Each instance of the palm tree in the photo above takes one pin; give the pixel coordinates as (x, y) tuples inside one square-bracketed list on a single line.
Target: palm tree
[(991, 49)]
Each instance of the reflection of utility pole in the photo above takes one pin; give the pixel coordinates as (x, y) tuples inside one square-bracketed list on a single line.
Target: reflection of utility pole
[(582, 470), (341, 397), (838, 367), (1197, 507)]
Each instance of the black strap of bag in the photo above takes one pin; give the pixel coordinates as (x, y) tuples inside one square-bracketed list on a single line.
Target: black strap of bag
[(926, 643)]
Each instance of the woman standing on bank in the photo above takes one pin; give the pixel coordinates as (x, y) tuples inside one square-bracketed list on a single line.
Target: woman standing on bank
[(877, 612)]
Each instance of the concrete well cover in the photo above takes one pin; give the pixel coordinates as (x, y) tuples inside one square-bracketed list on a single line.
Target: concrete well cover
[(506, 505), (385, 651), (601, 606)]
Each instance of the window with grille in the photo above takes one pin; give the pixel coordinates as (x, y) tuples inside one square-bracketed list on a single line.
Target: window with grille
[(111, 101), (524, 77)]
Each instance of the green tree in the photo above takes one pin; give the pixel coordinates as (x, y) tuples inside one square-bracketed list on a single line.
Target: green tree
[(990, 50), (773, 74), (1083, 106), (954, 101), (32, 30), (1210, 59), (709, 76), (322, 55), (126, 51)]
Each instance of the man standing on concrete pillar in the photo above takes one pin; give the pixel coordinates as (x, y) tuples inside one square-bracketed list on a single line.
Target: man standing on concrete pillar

## STATED TASK
Starting at the line of the listing that contains "Each instance of the concrete" and ending at the line that contains "[(506, 505), (385, 651), (601, 606)]", write out only those lines, requests included, and shift each coordinate in the answers by adding 35 to every number.

## REPLY TO THE EXERCISE
Each instance of the concrete well cover in the photo above takes one pin; give the pixel coordinates as (x, y) tuples inside one square-bracketed list on a single line.
Target: concrete well cover
[(541, 540), (420, 686), (636, 641)]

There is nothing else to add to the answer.